- [Exercise]:
Quote all of the data below exactly, please.

───── Working data

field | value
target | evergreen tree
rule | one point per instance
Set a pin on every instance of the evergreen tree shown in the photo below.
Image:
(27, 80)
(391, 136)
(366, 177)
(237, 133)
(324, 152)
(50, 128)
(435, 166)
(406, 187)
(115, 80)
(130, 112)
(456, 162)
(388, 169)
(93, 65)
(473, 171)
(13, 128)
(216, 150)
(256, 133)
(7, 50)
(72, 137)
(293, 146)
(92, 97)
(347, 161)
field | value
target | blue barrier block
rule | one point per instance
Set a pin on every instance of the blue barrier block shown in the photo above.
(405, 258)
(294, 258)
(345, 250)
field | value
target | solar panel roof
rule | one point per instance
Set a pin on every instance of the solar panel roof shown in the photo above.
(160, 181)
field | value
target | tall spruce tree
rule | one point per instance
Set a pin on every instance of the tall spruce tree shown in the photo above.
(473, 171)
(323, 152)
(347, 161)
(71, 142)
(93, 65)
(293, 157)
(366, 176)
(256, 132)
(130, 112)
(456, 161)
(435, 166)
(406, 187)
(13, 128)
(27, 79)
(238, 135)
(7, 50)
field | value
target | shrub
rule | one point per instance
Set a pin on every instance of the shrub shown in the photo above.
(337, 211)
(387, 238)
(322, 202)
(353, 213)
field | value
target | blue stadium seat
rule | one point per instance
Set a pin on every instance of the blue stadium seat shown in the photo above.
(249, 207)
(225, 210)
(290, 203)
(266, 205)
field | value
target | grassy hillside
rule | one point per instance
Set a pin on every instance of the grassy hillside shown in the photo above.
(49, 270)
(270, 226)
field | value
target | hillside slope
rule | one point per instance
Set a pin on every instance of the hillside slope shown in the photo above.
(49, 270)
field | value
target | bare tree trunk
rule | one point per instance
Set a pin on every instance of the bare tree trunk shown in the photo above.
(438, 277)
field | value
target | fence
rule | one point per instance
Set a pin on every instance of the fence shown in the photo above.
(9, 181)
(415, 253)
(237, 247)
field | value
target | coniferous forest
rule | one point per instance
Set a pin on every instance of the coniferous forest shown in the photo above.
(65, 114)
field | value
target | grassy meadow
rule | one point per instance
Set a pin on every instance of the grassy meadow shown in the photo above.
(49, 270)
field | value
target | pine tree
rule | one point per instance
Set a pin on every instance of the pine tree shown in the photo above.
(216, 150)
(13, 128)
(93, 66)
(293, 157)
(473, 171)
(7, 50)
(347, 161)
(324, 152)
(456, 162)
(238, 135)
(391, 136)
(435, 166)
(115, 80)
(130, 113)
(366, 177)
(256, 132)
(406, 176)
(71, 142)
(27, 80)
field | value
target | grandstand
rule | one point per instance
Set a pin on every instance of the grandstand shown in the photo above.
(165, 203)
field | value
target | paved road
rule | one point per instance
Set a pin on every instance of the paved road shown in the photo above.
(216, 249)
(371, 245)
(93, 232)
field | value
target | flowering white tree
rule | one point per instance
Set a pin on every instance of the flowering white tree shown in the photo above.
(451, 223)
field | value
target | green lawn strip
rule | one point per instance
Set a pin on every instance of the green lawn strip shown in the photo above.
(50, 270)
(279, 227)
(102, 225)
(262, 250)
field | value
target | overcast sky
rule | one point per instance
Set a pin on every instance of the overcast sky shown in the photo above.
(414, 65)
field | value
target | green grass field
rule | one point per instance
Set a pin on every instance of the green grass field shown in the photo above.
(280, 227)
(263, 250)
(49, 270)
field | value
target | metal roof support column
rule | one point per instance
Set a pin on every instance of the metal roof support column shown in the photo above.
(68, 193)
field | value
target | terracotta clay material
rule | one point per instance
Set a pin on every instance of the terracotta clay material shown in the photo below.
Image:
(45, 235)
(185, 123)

──────────

- [The answer]:
field | value
target | evergreen tree
rule | one point per instance
Set a pin on every instance of the evergreen tree shown in the photo below.
Image:
(27, 80)
(391, 136)
(366, 177)
(237, 133)
(324, 152)
(50, 128)
(435, 166)
(406, 187)
(115, 80)
(130, 112)
(456, 162)
(388, 169)
(93, 65)
(473, 171)
(13, 128)
(216, 150)
(256, 133)
(7, 50)
(72, 137)
(293, 146)
(92, 97)
(347, 161)
field | value
target | blue barrier block
rule | one point per instance
Set a pin on every instance of the blue barrier block shown in the photo above.
(405, 258)
(294, 258)
(345, 250)
field | value
target | solar panel roof
rule | one point per instance
Set a pin on every instance of the solar panel roof shown in the photo above.
(160, 181)
field | value
target | tall spruce tree
rule | one point per instance
Set a pin on every instance of the tall spruce tree shown in the photo above.
(473, 171)
(323, 152)
(347, 161)
(71, 142)
(93, 65)
(293, 157)
(366, 176)
(256, 132)
(130, 112)
(456, 161)
(435, 166)
(406, 187)
(13, 128)
(27, 79)
(238, 135)
(7, 50)
field | value
target | shrub
rule | one point per instance
Set a pin on every instance of the shrub shown in the photo above.
(337, 211)
(387, 238)
(322, 202)
(353, 213)
field | value
target | blue stadium seat
rule | one point per instance
Set a pin on every instance of the blue stadium seat shown in the photo above.
(249, 207)
(225, 210)
(290, 203)
(266, 205)
field | value
target | grassy hillside
rule | one point per instance
Set a pin on every instance of the grassy hillside shown in the photo above.
(49, 270)
(270, 226)
field | value
target | hillside slope
rule | one point per instance
Set a pin on every instance of the hillside slope shown in the photo above.
(49, 270)
field | value
target | bare tree trunk
rule | one point per instance
Set a pin on every instance of the bare tree trunk shown in the photo above.
(438, 277)
field | value
target | fence
rule | one point per instance
Set a pin on every instance of the fence shown in the photo above.
(9, 181)
(415, 253)
(237, 247)
field | value
target | coniferous forest
rule | one point per instance
Set a pin on every instance of the coniferous forest shown in the photo above.
(65, 114)
field | value
target | grassy meadow
rule | one point per instance
Set a pin on every instance of the grassy meadow shown in the photo above.
(49, 270)
field | value
target | pine tree
rule | one point per instance
Set a pin on every instance of the pine tree shown in the photo above.
(216, 150)
(13, 128)
(93, 66)
(293, 157)
(473, 171)
(7, 50)
(347, 161)
(324, 152)
(456, 162)
(238, 135)
(391, 136)
(435, 166)
(115, 80)
(130, 113)
(366, 177)
(256, 132)
(406, 176)
(71, 142)
(27, 80)
field | value
target | grandstand
rule | one point per instance
Set a pin on every instance of the grandstand shown in the photo above.
(165, 203)
field | value
target | paved road
rule | one point per instance
Set a pin on every instance of the paved road shown in the photo above.
(216, 249)
(371, 245)
(93, 232)
field | value
target | flowering white tree
rule | one point per instance
Set a pin on every instance of the flowering white tree shown in the photo above.
(451, 223)
field | value
target | green lawn strip
rule | one point per instance
Set a pin on every instance of the green lawn strip shown in the photo above.
(50, 270)
(279, 227)
(102, 225)
(262, 250)
field | value
target | overcast sky
rule | one point per instance
Set a pin on every instance of the overcast sky shown in the photo above.
(414, 65)
field | value
target | green grass field
rule | one point per instance
Set a pin on every instance of the green grass field shown in the photo above.
(280, 227)
(263, 250)
(49, 270)
field | value
target | metal roof support column
rule | one point per instance
Set a pin on every instance of the metal roof support column shown in the photo above.
(68, 193)
field | value
target | terracotta clay material
rule | one point per instance
Set a pin on every instance of the terracotta clay material shown in the photo below.
Image:
(45, 235)
(185, 123)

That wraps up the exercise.